▸ Text shown
☆ ☆ ☆ ☆ ☆ ☆ ☆
Tommy and servicemen silhouettes in Cliffsend to mark 80th anniversary of D-Day

Soldier, sailor and airman saluting the Tommy in Bakers Field Photo Michael Grantham

Seven Tommy silhouettes, plus three additional pieces showing a soldier, sailor and airman saluting, have been installed around Cliffsend to mark the 80th anniversary of World War Two’s D Day operation on June 6, 1944.

The Normandy landings, referred to as Operation Overlord and Neptune (for the planned amphibious attack), but collectively known as D-Day was meticulously planned and involved allies from all over the world, including sailors, soldiers, and airmen from the USA, Canada, Australia, Belgium, Czechoslovakia, France, Greece, the Netherlands, New Zealand, Norway, Poland and others.

The invasion is now described as a turning point in the war and often credited for shortening the war by several years.

The Allies used over 5,000 ships and landing craft to land more than 150,000 troops on five beaches in Normandy.

Men of the British 22nd Independent Parachute Company, 6th Airborne Division being briefed for the invasion, 4–5 June 1944 Image Malindine, E G (Capt), War Office official photographer

The landings began the liberation of German-occupied France from Nazi control and laid the foundations of the Allied victory on the Western Front.

To mark the anniversary there will be beacon lightings at 9.15pm on June 6 across the UK, Channel Islands, Isle of Man, UK Overseas Territories and on the five beaches in Normandy, France, in celebration of the ‘light of peace that emerged from the darkness of war’

National Fish and Chip Day, is also moving from its traditional Friday slot to Thursday 6th June, in support of the D-Day 80th celebrations.

Photo Michael Grantham

In Cliffsend the anniversary has been honoured with the Tommies installations that were created by resident and parish councillor Beryl Harrison.
☆ ☆ ☆ ☆ ☆ ☆ ☆
▸ Data lines
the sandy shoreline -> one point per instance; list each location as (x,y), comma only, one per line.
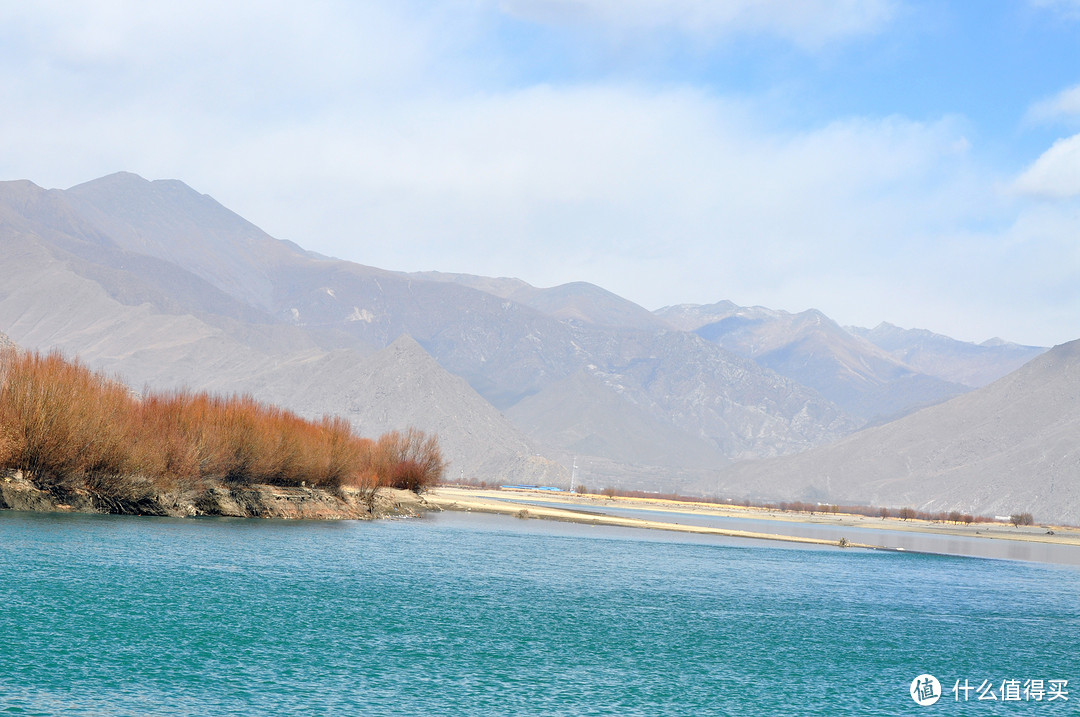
(581,509)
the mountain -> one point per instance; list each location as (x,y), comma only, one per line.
(577,301)
(1011,446)
(164,286)
(864,380)
(959,362)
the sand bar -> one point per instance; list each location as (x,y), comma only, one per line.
(585,509)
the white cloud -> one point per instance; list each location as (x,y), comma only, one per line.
(1056,173)
(1063,106)
(807,23)
(360,129)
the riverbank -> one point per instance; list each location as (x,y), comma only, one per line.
(246,501)
(590,509)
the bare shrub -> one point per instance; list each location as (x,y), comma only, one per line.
(410,460)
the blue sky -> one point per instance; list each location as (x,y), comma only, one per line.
(879,160)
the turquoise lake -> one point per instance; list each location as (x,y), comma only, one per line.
(476,614)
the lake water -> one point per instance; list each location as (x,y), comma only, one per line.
(481,614)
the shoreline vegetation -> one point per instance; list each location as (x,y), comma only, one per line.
(73,440)
(581,508)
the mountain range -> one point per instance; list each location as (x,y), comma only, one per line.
(165,287)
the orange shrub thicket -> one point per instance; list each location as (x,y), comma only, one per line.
(66,427)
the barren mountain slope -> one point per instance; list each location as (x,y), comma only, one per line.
(1011,446)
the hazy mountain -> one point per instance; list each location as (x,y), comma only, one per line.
(1011,446)
(809,348)
(578,301)
(164,286)
(960,362)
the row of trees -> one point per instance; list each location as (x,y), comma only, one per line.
(66,428)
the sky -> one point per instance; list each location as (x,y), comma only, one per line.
(908,161)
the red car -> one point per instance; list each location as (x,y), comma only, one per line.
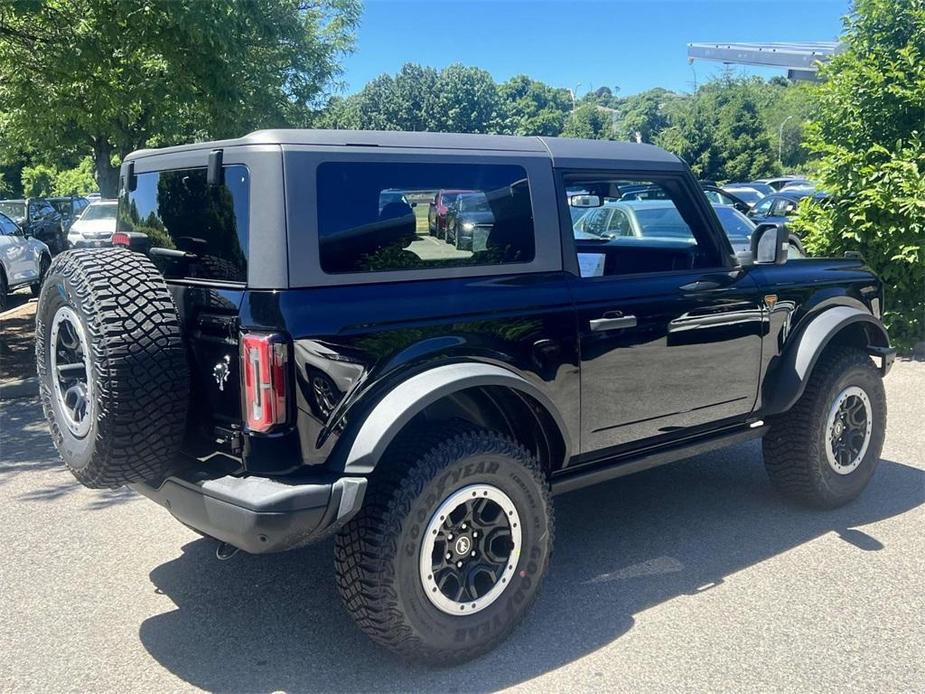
(436,215)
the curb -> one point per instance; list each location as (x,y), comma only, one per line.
(26,388)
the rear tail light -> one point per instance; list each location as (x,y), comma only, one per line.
(264,362)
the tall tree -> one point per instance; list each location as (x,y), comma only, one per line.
(589,121)
(869,131)
(110,76)
(533,108)
(718,130)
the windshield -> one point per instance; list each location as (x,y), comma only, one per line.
(749,196)
(735,224)
(99,212)
(662,221)
(475,203)
(16,210)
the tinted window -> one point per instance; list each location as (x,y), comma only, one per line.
(371,217)
(735,224)
(7,226)
(196,231)
(14,210)
(641,227)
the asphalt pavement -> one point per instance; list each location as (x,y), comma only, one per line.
(691,577)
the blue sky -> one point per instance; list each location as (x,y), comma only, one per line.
(634,44)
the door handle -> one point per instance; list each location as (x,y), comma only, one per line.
(613,322)
(699,286)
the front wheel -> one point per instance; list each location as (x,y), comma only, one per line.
(824,451)
(451,546)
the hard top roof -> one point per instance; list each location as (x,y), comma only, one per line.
(558,148)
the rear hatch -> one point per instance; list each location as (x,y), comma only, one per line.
(198,235)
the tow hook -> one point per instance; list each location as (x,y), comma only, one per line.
(224,551)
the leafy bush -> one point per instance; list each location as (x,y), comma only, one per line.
(869,131)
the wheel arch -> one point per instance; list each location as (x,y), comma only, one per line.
(839,325)
(485,395)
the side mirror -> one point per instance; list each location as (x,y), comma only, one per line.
(584,201)
(770,244)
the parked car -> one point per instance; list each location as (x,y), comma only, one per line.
(661,219)
(722,196)
(95,226)
(748,194)
(279,369)
(70,208)
(24,260)
(439,208)
(762,188)
(469,222)
(781,181)
(740,230)
(778,208)
(37,218)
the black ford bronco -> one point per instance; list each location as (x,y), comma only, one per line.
(295,356)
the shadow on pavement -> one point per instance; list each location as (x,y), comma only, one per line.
(275,622)
(26,446)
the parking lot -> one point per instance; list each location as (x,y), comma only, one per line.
(695,577)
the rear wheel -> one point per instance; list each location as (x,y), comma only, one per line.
(451,546)
(824,451)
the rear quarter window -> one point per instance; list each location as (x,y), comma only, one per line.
(373,216)
(195,231)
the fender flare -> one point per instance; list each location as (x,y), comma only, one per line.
(407,399)
(786,382)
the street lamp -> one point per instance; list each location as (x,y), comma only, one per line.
(780,140)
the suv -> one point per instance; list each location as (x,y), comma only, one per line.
(23,260)
(37,218)
(292,359)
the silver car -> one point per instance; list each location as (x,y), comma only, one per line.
(24,260)
(95,226)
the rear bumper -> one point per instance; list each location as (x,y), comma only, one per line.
(259,514)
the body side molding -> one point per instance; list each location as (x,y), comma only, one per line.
(407,399)
(786,380)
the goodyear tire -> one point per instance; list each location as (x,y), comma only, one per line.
(451,546)
(113,375)
(824,451)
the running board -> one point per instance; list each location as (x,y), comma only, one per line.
(627,465)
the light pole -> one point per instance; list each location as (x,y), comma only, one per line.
(780,140)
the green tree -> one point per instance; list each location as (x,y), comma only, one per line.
(719,131)
(38,180)
(75,181)
(466,101)
(109,76)
(869,132)
(589,121)
(643,116)
(533,108)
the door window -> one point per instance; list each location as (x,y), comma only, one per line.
(762,209)
(372,216)
(637,226)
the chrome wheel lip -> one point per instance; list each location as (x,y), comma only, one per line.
(431,590)
(833,423)
(79,426)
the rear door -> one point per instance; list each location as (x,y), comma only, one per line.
(669,332)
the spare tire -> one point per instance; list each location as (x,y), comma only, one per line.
(112,366)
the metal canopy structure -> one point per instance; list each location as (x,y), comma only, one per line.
(799,59)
☆ ☆ ☆ ☆ ☆ ☆ ☆
▸ What to produce
Can you reproduce the part of the Cliffsend D-Day article above, starting with "Seven Tommy silhouettes, plus" and going on through "Poland and others.", word for word?

▸ Solved exercise
Seven Tommy silhouettes, plus three additional pieces showing a soldier, sailor and airman saluting, have been installed around Cliffsend to mark the 80th anniversary of World War Two’s D Day operation on June 6, 1944.

The Normandy landings, referred to as Operation Overlord and Neptune (for the planned amphibious attack), but collectively known as D-Day was meticulously planned and involved allies from all over the world, including sailors, soldiers, and airmen from the USA, Canada, Australia, Belgium, Czechoslovakia, France, Greece, the Netherlands, New Zealand, Norway, Poland and others.